EXTRACT TO READ:
☆ ☆ ☆ ☆ ☆

1

I would like to select the base name portion of a file path excluding the file extension.

For example, if the path is something like the following: /experimental/users/nerd/wavfiles/wavfile0722.wav Then, I would like to select "wavefile0722" portion of the above path.

I have been using the following statement in Python for this purpose.

basename_wo_ext = re.sub('\.[^\.]*', '' , os.path.basename(file_path))

But I wonder whether it is a good approach or not, and if not, what would be the best way for this case.

Any suggestions are welcomed. Thank you!

chanwcom
  • 3,952
  • 6
  • 33
  • 43
  • [`os.path.splitext`](https://docs.python.org/2/library/os.path.html#os.path.splitext) – khelwood Nov 02 '16 at 16:50
  • 1
    Possible duplicate of [How to get the filename without the extension from a path in Python?](http://stackoverflow.com/questions/678236/how-to-get-the-filename-without-the-extension-from-a-path-in-python) – asongtoruin Nov 02 '16 at 16:51

3 Answers3

3

os.path also includes the splitext function for splitting the extension off of a path:

basename_wo_ext, possible_ext = os.path.splitext(os.path.basename(file_path))
user2357112
  • 235,058
  • 25
  • 372
  • 444
2

Instead of using regular expressions, you can use the power of Python's os.path module - combine os.path.basename() and os.path.splitext():

In [1]: import os

In [2]: filename = "/experimental/users/nerd/wavfiles/wavfile0722.wav"

In [3]: os.path.splitext(os.path.basename(filename))[0]
Out[3]: 'wavfile0722'
Community
  • 1
  • 1
alecxe
  • 441,113
  • 110
  • 1,021
  • 1,148
1

You could use os.path.splitext instead of a regex. It returns a 2 elements tuple containing the name and the extension

Tryph
  • 5,517
  • 26
  • 46

☆ ☆ ☆ ☆ ☆

DATASET:
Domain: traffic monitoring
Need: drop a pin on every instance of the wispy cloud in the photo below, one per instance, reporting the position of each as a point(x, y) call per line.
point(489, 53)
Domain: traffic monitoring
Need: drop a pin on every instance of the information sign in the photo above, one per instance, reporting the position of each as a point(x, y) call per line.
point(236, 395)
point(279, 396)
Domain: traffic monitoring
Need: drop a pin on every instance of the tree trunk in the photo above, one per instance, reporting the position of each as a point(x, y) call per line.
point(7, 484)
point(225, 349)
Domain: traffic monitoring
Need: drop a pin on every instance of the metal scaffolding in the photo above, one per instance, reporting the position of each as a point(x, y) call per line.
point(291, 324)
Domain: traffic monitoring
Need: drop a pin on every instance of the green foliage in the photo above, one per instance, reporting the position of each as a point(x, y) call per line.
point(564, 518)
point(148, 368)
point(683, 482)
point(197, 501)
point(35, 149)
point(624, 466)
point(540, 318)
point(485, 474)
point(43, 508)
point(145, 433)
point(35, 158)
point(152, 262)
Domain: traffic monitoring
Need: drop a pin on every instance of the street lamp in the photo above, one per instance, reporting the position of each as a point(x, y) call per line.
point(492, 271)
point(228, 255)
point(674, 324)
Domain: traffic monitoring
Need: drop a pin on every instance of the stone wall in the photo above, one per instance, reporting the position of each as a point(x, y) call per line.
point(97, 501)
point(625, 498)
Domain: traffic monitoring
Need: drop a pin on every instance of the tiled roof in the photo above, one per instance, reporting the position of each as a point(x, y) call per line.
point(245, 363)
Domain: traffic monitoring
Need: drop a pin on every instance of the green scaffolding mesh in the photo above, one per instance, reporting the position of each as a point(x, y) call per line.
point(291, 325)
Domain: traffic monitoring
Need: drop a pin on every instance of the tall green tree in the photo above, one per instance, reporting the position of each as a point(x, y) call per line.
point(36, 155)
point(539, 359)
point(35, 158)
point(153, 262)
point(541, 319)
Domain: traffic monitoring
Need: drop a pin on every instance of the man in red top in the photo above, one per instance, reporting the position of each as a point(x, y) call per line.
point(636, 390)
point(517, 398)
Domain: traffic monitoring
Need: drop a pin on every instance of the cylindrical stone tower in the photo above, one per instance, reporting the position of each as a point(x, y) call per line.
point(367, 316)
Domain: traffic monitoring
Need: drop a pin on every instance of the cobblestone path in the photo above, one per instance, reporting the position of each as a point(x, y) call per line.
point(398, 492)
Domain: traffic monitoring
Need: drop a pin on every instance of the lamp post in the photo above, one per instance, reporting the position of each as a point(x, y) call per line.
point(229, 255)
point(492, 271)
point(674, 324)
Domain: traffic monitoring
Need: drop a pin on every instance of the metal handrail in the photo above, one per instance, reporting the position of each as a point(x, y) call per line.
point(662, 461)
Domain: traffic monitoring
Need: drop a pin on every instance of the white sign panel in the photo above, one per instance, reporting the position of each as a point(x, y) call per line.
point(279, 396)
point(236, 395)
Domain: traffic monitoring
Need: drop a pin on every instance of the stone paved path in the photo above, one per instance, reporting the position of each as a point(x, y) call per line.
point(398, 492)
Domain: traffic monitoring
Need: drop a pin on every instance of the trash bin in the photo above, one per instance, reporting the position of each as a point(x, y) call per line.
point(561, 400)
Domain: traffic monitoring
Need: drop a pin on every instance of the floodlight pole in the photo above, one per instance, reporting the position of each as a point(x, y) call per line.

☆ ☆ ☆ ☆ ☆

WRITTEN PROBLEM: Repeat, word for word, the portion of the file-path thread above starting with "os.path also includes" and going on through "possible_ext = os.path.splitext(os.path.basename(file_path))".

FINAL RESULT:
os.path also includes the splitext function for splitting the extension off of a path:

basename_wo_ext, possible_ext = os.path.splitext(os.path.basename(file_path))